--- WHAT IS NEEDED ---
Your job is to return every line in the data holding the string "residential".

--- SUPPLIED RECORDS ---
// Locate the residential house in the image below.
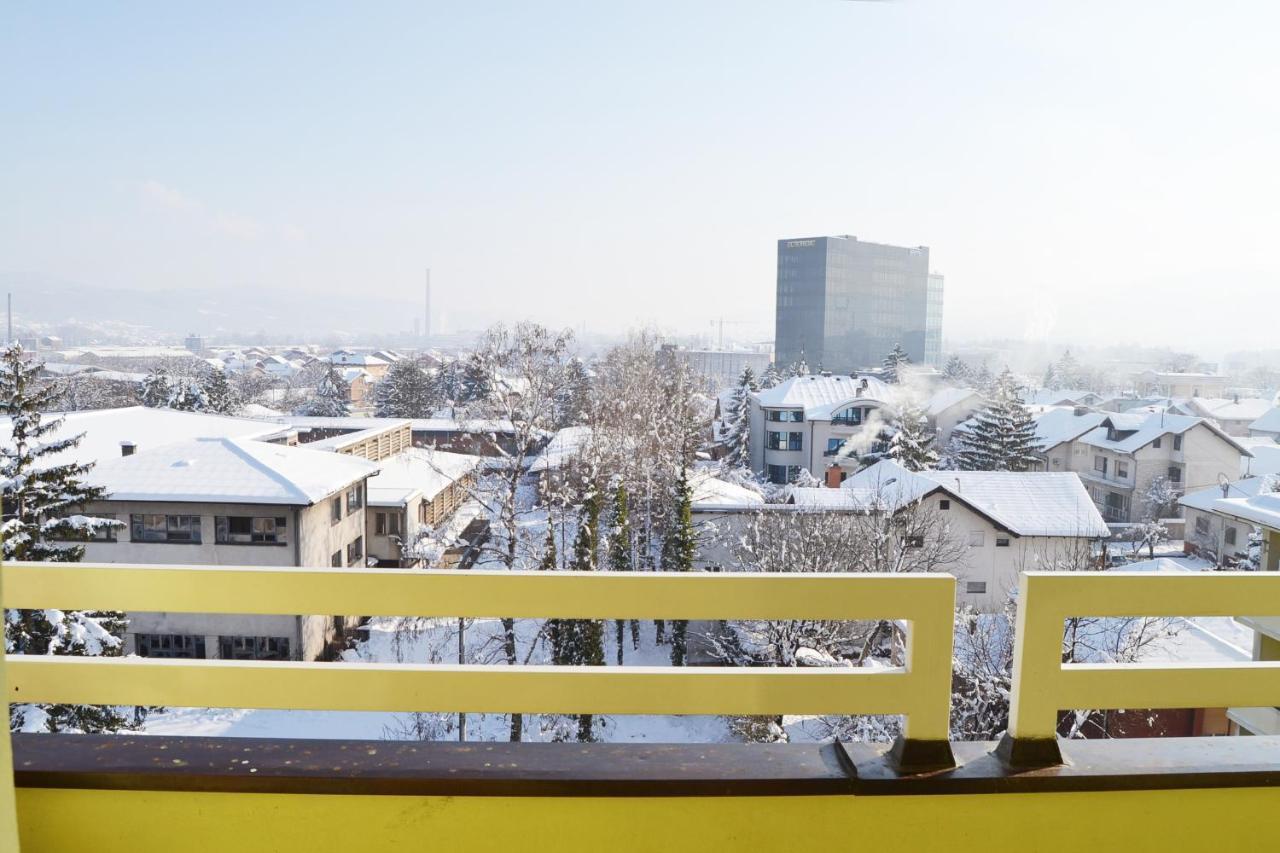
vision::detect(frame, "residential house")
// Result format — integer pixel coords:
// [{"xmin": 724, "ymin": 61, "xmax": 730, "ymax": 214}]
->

--- RESULT BELOW ---
// Locate the residential house in the image below.
vision::detect(frame, "residential house")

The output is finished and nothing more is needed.